- [Your assignment] The entries below need to be transcribed verbatim.

-- Exercise data follows --

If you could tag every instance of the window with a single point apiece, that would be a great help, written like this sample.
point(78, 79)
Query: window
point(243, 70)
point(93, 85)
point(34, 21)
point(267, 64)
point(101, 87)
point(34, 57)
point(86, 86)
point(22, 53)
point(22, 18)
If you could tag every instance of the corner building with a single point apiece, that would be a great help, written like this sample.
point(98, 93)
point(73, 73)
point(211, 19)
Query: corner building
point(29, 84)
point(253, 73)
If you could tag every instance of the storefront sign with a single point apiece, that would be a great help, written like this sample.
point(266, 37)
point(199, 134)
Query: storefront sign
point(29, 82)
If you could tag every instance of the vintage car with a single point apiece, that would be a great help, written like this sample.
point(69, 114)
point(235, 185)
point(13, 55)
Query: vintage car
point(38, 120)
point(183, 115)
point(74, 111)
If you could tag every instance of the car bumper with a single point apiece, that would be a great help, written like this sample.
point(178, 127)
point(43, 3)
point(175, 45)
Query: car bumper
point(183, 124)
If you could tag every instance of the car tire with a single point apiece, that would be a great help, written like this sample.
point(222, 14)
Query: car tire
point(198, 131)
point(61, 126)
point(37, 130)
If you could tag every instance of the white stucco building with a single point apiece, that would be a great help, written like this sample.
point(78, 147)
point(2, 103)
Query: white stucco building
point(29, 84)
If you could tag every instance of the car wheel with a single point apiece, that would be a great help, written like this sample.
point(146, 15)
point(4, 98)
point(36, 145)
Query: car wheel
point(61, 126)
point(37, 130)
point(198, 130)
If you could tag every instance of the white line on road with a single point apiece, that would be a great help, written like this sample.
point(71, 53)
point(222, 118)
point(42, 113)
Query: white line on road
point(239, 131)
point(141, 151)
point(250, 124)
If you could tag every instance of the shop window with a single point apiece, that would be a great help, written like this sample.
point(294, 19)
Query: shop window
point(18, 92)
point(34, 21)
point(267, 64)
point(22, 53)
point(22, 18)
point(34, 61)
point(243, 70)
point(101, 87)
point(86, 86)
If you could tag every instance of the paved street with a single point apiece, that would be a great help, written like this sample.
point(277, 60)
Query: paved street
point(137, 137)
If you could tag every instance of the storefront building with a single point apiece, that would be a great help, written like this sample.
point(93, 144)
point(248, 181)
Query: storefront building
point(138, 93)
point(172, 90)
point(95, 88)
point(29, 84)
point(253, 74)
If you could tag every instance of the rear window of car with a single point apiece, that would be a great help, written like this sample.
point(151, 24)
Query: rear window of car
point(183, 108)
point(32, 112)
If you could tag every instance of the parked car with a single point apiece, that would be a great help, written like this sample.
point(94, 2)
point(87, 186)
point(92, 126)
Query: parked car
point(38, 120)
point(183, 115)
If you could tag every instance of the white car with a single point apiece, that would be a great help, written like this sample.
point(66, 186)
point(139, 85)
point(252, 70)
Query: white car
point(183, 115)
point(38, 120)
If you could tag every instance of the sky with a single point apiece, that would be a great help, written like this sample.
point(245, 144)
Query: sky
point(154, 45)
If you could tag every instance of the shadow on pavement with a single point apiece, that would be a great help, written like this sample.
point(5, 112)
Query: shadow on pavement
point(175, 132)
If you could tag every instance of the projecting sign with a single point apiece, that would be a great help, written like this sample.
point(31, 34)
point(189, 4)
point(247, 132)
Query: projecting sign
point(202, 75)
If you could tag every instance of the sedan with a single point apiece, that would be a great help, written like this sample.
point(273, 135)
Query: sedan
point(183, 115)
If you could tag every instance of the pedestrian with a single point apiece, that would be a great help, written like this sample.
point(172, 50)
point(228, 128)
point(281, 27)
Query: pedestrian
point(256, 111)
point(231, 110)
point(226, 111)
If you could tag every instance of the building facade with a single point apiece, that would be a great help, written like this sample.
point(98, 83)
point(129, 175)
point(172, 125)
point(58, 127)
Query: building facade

-- Exercise data concluded --

- [Result of the task]
If you could tag every instance of the window with a single point apiece, that would be a great help, written like this sample.
point(78, 79)
Query: window
point(243, 70)
point(93, 85)
point(34, 21)
point(267, 64)
point(101, 87)
point(34, 57)
point(86, 86)
point(22, 53)
point(22, 18)
If you could tag every instance of the corner building with a single point apiece, that would be a great help, written like this sample.
point(98, 93)
point(73, 73)
point(211, 19)
Query: corner building
point(29, 84)
point(253, 73)
If you could tag every instance of the storefront sign with a single point apiece, that would be a great help, written like this sample.
point(266, 37)
point(199, 134)
Query: storefront sign
point(29, 82)
If you could tag every instance of the vintage car with a single point apiece, that would be a great help, written like this sample.
point(69, 114)
point(235, 185)
point(13, 55)
Query: vintage car
point(38, 120)
point(183, 115)
point(74, 111)
If you could tag every instance of the car bumper with a single point apiece, that would be a great help, written like this sample.
point(178, 127)
point(43, 3)
point(175, 45)
Query: car bumper
point(183, 124)
If you could tag every instance of the car tire with a single point apiece, that would be a great help, written like this sample.
point(222, 14)
Query: car tire
point(198, 131)
point(61, 126)
point(37, 130)
If you could tag every instance of the white stucco building with a single point apiece, that would be a great help, written like this sample.
point(78, 147)
point(2, 103)
Query: white stucco building
point(29, 84)
If you could tag every instance of the car wheel with a single point apiece, that would be a great help, written like this sample.
point(146, 15)
point(4, 98)
point(36, 145)
Query: car wheel
point(61, 126)
point(37, 130)
point(198, 130)
If you could tag every instance of the white line on road with a single point apiece, that would be a great help, written like this sample.
point(71, 53)
point(222, 118)
point(42, 113)
Query: white line on road
point(239, 131)
point(141, 151)
point(250, 124)
If you could tag every instance of the shop window with a single point apiece, that would be a great help, written like this sample.
point(294, 19)
Query: shop window
point(18, 92)
point(34, 21)
point(267, 64)
point(22, 53)
point(22, 18)
point(34, 61)
point(243, 70)
point(101, 87)
point(86, 86)
If you could tag every instance of the paved street with a single point apiece, that would be a great help, written like this sample.
point(277, 60)
Query: paved street
point(137, 137)
If you could tag every instance of the storefront building with a single point apiece, that would be a great help, written like this sample.
point(93, 144)
point(248, 181)
Query: storefront building
point(138, 93)
point(172, 90)
point(95, 88)
point(29, 84)
point(253, 74)
If you could tag every instance of the rear window of car with a single point apiece, that would be a great help, written like this sample.
point(151, 24)
Query: rear window of car
point(183, 108)
point(32, 112)
If you could tag every instance of the parked car with a single point apiece, that would be a great help, written like this sample.
point(94, 2)
point(87, 186)
point(92, 126)
Query: parked car
point(38, 120)
point(183, 115)
If you could tag every instance of the white car with a single point apiece, that would be a great help, written like this sample.
point(66, 186)
point(139, 85)
point(252, 70)
Query: white car
point(183, 115)
point(38, 120)
If you could tag every instance of the sky with a single point apiece, that would be a great help, written like this sample.
point(245, 144)
Query: sky
point(154, 45)
If you could tag every instance of the shadow on pavement with a single point apiece, that would be a great help, written like this sample.
point(5, 112)
Query: shadow on pavement
point(175, 132)
If you could tag every instance of the projecting sign with a single point apiece, that would be a great help, written like this sample.
point(31, 34)
point(189, 4)
point(247, 132)
Query: projecting sign
point(202, 75)
If you could tag every instance of the sedan with a single point apiece, that would be a great help, written like this sample.
point(273, 135)
Query: sedan
point(183, 115)
If you could tag every instance of the pedestrian with a single point apiece, that would be a great help, written like this sample.
point(172, 50)
point(228, 128)
point(281, 27)
Query: pedestrian
point(256, 111)
point(231, 110)
point(226, 111)
If you could tag every instance of the building facade with a single point apiece, that would be a great help, written like this sample.
point(98, 83)
point(129, 175)
point(172, 125)
point(58, 127)
Query: building facade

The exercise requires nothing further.